▶ Supplied passage:

--*--

3) Oops. Since this was a fairly substantial revision, I changed a LOT of things. However, the original was still in my head, so this error slipped through. Amelia is just waking up here, not standing up and swaying yet. Except, she totally is on the page. Oops.
4) One of my beta readers told me to put the magic on the FIRST page. She was right, so I did. This also allowed me to put “vespers” right up front– defining it, and starting to define the title, on the very first page.
5) This appears in the original draft. It’s been cleaned up a little, but it’s still doing the job it was written to do: introduce Zora, introduce tension, hint at the coming disaster.
6) This is still explaining exactly how Amelia’s power works. You know her endpoint, so you can watch her ability grow—knowing more than she does. This is much more explicit than the draft explanation. The original was still vague and hazy— mostly because I didn’t know how the powers worked yet.
7) This was three paragraphs before. Now it’s two sentences. Tight prose is readable prose.

8) You never stop wanting to edit your work. Even though this book went through a total of 3 major revisions and 2 minor revisions, copyedits, and THREE rounds of pass pages… I hate this sentence and I wish I could change it. The attic is not hopeless. Amelia is. Derp.
9) Because this is the beginning now instead of the second scene, I have to explain how Amelia got in the attic. I’m actually really pleased with this. This one line does the work of a thousand (cut) words, and I think it does it well.
10) Three paragraphs become one.
11) Two paragraphs become one. And this gets rid of the archaic, “Truth, I could…” construction from the original. This version makes sense. It’s nice and staccato.

--*--

▶ Data to examine:
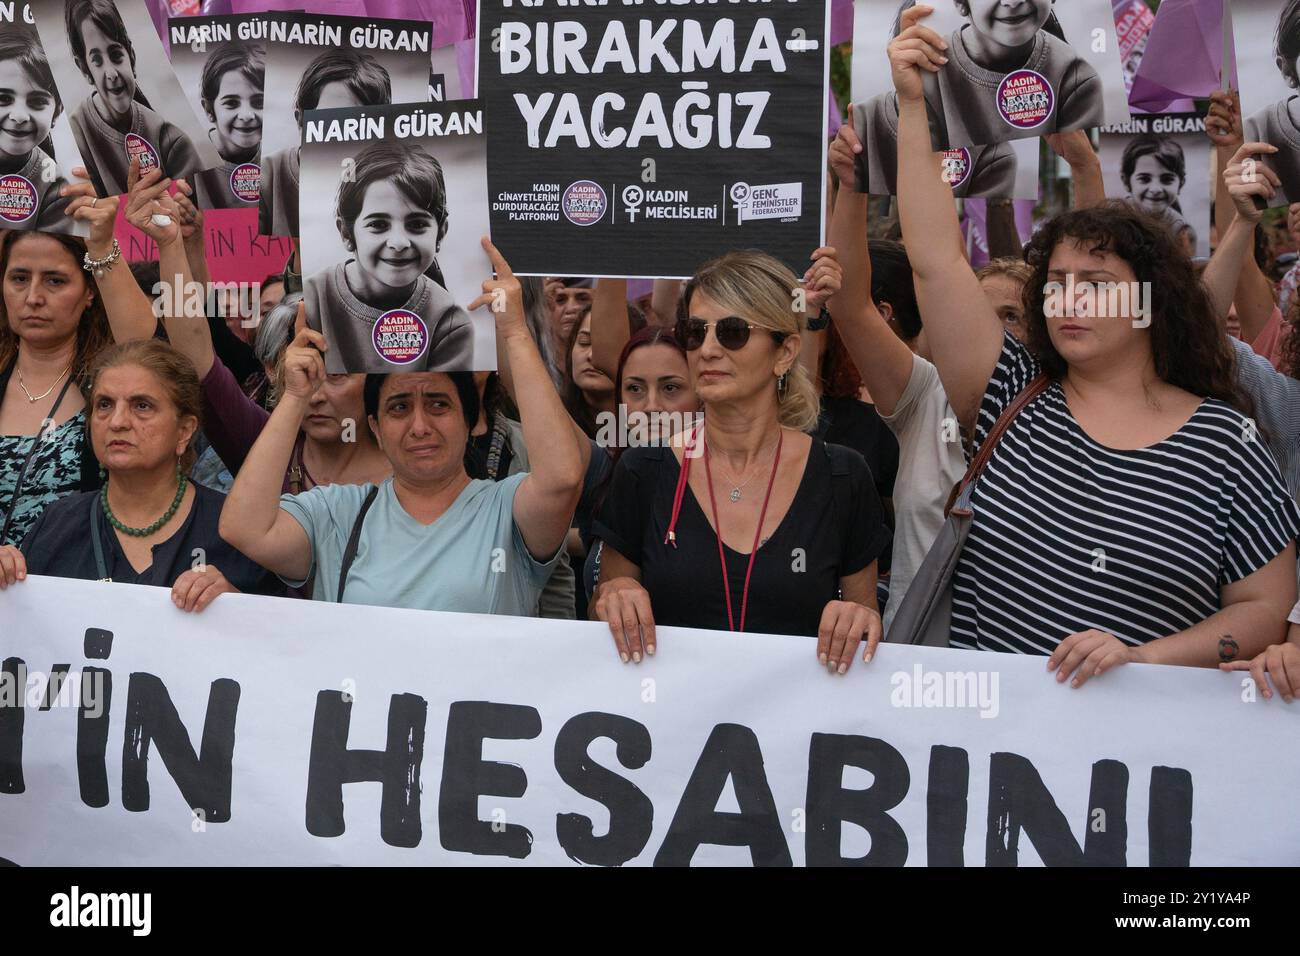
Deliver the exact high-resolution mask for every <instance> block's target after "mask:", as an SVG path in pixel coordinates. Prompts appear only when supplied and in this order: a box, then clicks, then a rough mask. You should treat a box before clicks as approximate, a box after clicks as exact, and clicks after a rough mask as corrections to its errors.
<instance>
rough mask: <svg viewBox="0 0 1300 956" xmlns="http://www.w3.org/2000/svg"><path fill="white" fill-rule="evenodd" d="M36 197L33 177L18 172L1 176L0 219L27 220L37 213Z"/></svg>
mask: <svg viewBox="0 0 1300 956" xmlns="http://www.w3.org/2000/svg"><path fill="white" fill-rule="evenodd" d="M36 199H38V194H36V187H35V186H34V185H31V179H27V178H26V177H22V176H18V174H17V173H10V174H8V176H0V221H4V222H26V221H27V220H29V219H31V217H32V216H35V215H36Z"/></svg>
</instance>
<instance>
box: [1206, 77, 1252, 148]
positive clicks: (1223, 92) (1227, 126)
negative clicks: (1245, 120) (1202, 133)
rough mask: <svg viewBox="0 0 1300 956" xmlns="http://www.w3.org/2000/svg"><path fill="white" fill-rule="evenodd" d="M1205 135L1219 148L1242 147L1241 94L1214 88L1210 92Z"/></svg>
mask: <svg viewBox="0 0 1300 956" xmlns="http://www.w3.org/2000/svg"><path fill="white" fill-rule="evenodd" d="M1205 135H1206V137H1209V138H1210V142H1212V143H1214V146H1216V147H1218V148H1219V150H1239V148H1240V147H1242V142H1243V140H1244V139H1245V134H1244V133H1243V131H1242V95H1240V94H1239V92H1238V91H1236V90H1216V91H1214V92H1212V94H1210V108H1209V112H1208V113H1205Z"/></svg>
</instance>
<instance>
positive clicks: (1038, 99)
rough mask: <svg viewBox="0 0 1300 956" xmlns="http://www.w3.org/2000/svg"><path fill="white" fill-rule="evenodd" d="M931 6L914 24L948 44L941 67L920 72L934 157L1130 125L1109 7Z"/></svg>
mask: <svg viewBox="0 0 1300 956" xmlns="http://www.w3.org/2000/svg"><path fill="white" fill-rule="evenodd" d="M914 5H915V4H914V3H911V0H905V3H902V5H901V7H902V8H904V9H906V8H910V7H914ZM930 7H932V8H933V10H935V12H933V13H932V14H931V16H928V17H926V18H924V20H922V21H920V22H922V25H923V26H927V27H930V29H931V30H935V31H936V33H937V34H939V35H940V36H943V38H944V39H945V40H946V43H948V49H946V51H945V55H946V56H948V62H946V64H944V65H943V68H941V69H940V70H939V73H928V72H927V73H926V74H924V82H926V103H927V105H928V107H930V117H931V134H932V137H933V142H935V148H936V150H948V148H953V147H972V146H988V144H991V143H1005V142H1008V140H1011V139H1024V138H1037V137H1043V135H1047V134H1049V133H1061V131H1066V130H1075V129H1088V127H1092V126H1101V125H1114V124H1122V122H1127V121H1128V116H1130V113H1128V96H1127V92H1126V88H1125V72H1123V64H1122V62H1121V59H1119V42H1118V39H1117V36H1115V21H1114V13H1113V10H1112V4H1110V0H1063V1H1062V3H1056V0H1021V1H1019V3H1014V4H1008V3H1005V0H932V3H931V4H930Z"/></svg>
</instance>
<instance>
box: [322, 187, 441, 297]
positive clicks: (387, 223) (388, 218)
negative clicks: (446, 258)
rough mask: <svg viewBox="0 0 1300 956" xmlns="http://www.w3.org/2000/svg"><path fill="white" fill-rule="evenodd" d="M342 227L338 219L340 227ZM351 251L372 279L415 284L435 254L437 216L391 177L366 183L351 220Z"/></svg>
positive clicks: (342, 225)
mask: <svg viewBox="0 0 1300 956" xmlns="http://www.w3.org/2000/svg"><path fill="white" fill-rule="evenodd" d="M342 228H343V224H342V221H339V229H342ZM351 246H352V252H354V254H355V255H356V261H357V264H359V265H360V267H361V271H363V272H365V273H367V274H368V276H369V277H370V278H372V280H373V281H376V282H380V284H382V285H383V286H389V287H390V289H402V287H406V286H409V285H412V284H415V281H416V280H417V278H420V274H421V273H422V272H424V271H425V269H428V268H429V267H430V265H432V264H433V260H434V258H435V256H437V254H438V220H437V219H435V217H434V215H433V213H432V212H429V211H428V209H424V208H421V207H419V206H416V204H415V203H413V202H411V198H409V196H407V195H406V194H404V193H403V191H402V190H399V189H398V187H396V186H395V185H394V183H393V182H391V181H389V179H380V181H378V182H373V183H370V185H369V186H367V187H365V199H364V200H363V203H361V212H360V213H359V215H357V217H356V221H355V222H354V224H352V242H351Z"/></svg>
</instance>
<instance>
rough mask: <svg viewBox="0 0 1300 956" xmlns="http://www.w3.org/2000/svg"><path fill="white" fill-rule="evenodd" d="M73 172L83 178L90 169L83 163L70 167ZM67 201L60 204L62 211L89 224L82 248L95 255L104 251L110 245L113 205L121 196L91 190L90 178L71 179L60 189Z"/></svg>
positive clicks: (108, 246) (74, 218) (95, 256)
mask: <svg viewBox="0 0 1300 956" xmlns="http://www.w3.org/2000/svg"><path fill="white" fill-rule="evenodd" d="M73 176H77V177H81V178H82V179H86V178H88V177H90V173H88V172H86V169H85V168H83V166H77V168H75V169H73ZM59 194H60V195H61V196H64V198H70V202H69V203H68V206H66V207H64V215H65V216H72V217H73V219H75V220H81V221H82V222H87V224H90V235H87V237H86V250H87V251H88V252H90V254H91V256H94V258H95V259H100V258H103V256H105V255H108V254H109V252H110V251H112V248H113V228H114V225H116V224H117V207H118V206H120V204H121V200H120V199H118V198H117V196H100V195H96V193H95V186H94V185H92V183H90V182H74V183H70V185H68V186H64V187H62V189H61V190H60V193H59Z"/></svg>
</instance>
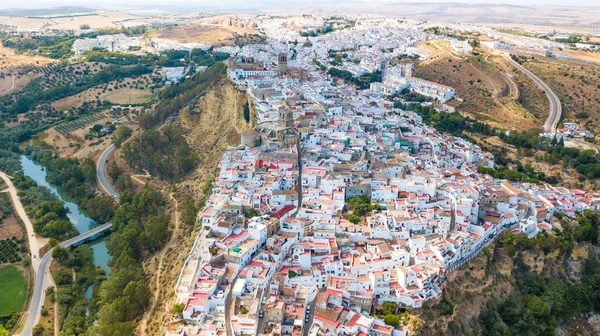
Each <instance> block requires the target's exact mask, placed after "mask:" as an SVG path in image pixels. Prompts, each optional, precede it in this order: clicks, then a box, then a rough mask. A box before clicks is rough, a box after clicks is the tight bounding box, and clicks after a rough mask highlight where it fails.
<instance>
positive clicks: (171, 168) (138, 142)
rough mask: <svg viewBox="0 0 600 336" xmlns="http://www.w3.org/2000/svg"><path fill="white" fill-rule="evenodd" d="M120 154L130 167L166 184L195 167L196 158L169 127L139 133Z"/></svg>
mask: <svg viewBox="0 0 600 336" xmlns="http://www.w3.org/2000/svg"><path fill="white" fill-rule="evenodd" d="M122 152H123V157H124V158H125V161H127V163H128V164H129V165H130V166H131V167H134V168H135V169H139V170H142V169H145V170H147V171H148V172H149V173H150V174H151V175H154V176H158V177H160V178H161V179H165V180H168V181H179V180H181V178H182V177H183V176H185V175H186V174H187V173H189V172H190V171H192V170H193V169H194V168H195V167H196V165H197V163H198V156H197V155H196V153H195V152H194V151H193V150H192V149H191V147H190V146H189V145H188V143H187V142H186V140H185V138H184V137H183V134H181V131H179V130H178V129H176V128H175V127H173V126H172V125H165V126H164V127H162V128H161V129H149V130H146V131H144V132H142V133H141V134H140V135H139V136H138V137H137V138H135V139H132V140H131V141H130V142H128V143H126V144H125V145H124V146H123V150H122Z"/></svg>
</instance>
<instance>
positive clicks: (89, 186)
mask: <svg viewBox="0 0 600 336" xmlns="http://www.w3.org/2000/svg"><path fill="white" fill-rule="evenodd" d="M26 152H27V154H28V155H30V156H31V157H32V158H33V159H34V160H35V161H37V162H40V163H41V164H42V165H43V166H44V167H46V168H47V169H48V170H47V171H48V175H47V177H46V178H47V180H48V182H49V183H51V184H54V185H57V186H60V187H61V188H63V189H64V190H65V191H66V192H67V193H68V194H69V196H71V197H73V198H75V199H76V200H77V202H78V204H79V205H80V206H81V207H82V208H83V209H84V211H85V213H86V215H87V216H88V217H90V218H92V219H93V220H95V221H98V222H101V223H105V222H108V221H109V220H110V218H111V217H112V215H113V212H114V210H115V209H116V206H117V205H116V204H115V203H114V200H113V199H112V198H111V197H110V196H97V195H96V192H95V190H96V183H97V182H96V163H95V162H94V160H92V159H90V158H87V159H85V160H83V161H81V162H80V161H79V160H77V159H73V158H62V157H60V156H58V155H56V154H54V153H53V152H52V151H50V150H47V149H44V148H39V147H32V146H28V147H26Z"/></svg>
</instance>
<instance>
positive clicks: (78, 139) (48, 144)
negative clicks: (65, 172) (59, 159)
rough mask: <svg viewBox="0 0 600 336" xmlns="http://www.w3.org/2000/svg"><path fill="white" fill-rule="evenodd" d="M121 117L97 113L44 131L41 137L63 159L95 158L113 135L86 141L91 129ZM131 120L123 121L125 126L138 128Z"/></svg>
mask: <svg viewBox="0 0 600 336" xmlns="http://www.w3.org/2000/svg"><path fill="white" fill-rule="evenodd" d="M119 117H120V115H112V114H111V111H103V112H99V113H95V114H93V115H90V116H86V117H83V118H81V119H77V120H75V121H72V122H70V123H65V124H61V125H58V126H56V127H52V128H50V129H48V130H46V131H44V132H43V133H42V134H41V137H42V138H43V141H44V142H45V143H46V144H47V145H49V146H51V147H52V148H53V150H54V151H55V152H56V153H57V154H58V155H60V156H62V157H73V158H77V159H84V158H87V157H95V156H96V155H97V154H98V153H99V152H100V151H102V150H104V149H105V148H106V146H108V144H109V143H110V142H111V135H110V134H109V135H105V136H104V137H102V138H100V139H98V138H92V139H86V138H85V135H86V134H87V133H89V128H90V127H92V126H93V125H95V124H99V125H105V124H106V123H108V122H111V121H114V120H115V119H117V118H119ZM129 118H130V116H127V117H125V119H123V120H125V121H126V122H125V124H124V125H126V126H128V127H130V128H132V129H136V128H138V125H137V122H135V121H134V120H132V119H129Z"/></svg>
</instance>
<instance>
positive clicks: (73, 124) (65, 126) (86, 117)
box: [56, 113, 106, 136]
mask: <svg viewBox="0 0 600 336" xmlns="http://www.w3.org/2000/svg"><path fill="white" fill-rule="evenodd" d="M105 117H106V116H105V115H104V113H94V114H90V115H88V116H85V117H83V118H79V119H77V120H74V121H71V122H68V123H66V124H61V125H58V126H56V131H57V132H58V133H60V134H62V135H65V136H66V135H68V134H72V133H73V132H74V131H76V130H78V129H80V128H83V127H85V126H87V125H91V124H93V123H96V122H98V121H100V120H102V119H104V118H105Z"/></svg>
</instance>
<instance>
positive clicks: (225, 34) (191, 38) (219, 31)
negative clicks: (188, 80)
mask: <svg viewBox="0 0 600 336" xmlns="http://www.w3.org/2000/svg"><path fill="white" fill-rule="evenodd" d="M254 34H258V32H257V31H255V30H253V29H249V28H239V27H228V26H227V27H225V26H217V25H207V24H189V25H185V26H170V27H166V28H164V29H161V30H159V31H155V32H152V33H150V37H162V38H167V39H172V40H176V41H179V42H184V43H188V42H195V43H204V44H209V45H212V46H224V45H227V46H229V45H233V44H234V43H235V42H236V39H239V38H244V37H243V36H244V35H247V36H250V35H254ZM246 38H248V37H246Z"/></svg>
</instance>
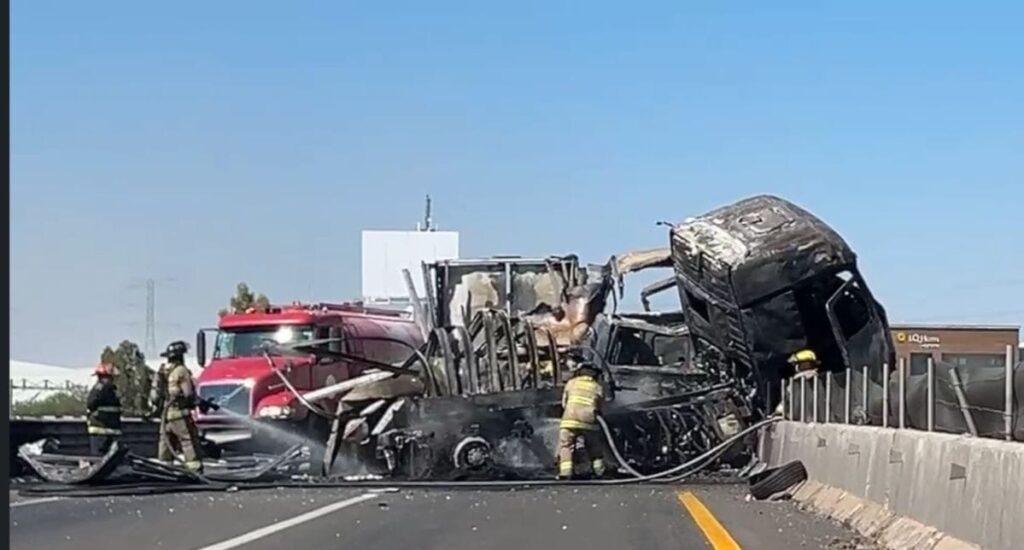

--*--

▶ Tasks to complete:
**a)** Restate the paragraph of the revision notes that begins "6) This is still explaining" in two shorter sentences, keeping its main facts.
**b)** Repeat the revision notes from "8) You never" up to and including "nice and staccato.".
Work only from the text.

▶ Task responses:
**a)** The passage explicitly shows how Amelia's power works, so readers who know her endpoint can watch her ability grow while knowing more than she does. The draft's explanation was vague and hazy, mostly because the author didn't yet know how the powers worked.

**b)**
8) You never stop wanting to edit your work. Even though this book went through a total of 3 major revisions and 2 minor revisions, copyedits, and THREE rounds of pass pages… I hate this sentence and I wish I could change it. The attic is not hopeless. Amelia is. Derp.
9) Because this is the beginning now instead of the second scene, I have to explain how Amelia got in the attic. I’m actually really pleased with this. This one line does the work of a thousand (cut) words, and I think it does it well.
10) Three paragraphs become one.
11) Two paragraphs become one. And this gets rid of the archaic, “Truth, I could…” construction from the original. This version makes sense. It’s nice and staccato.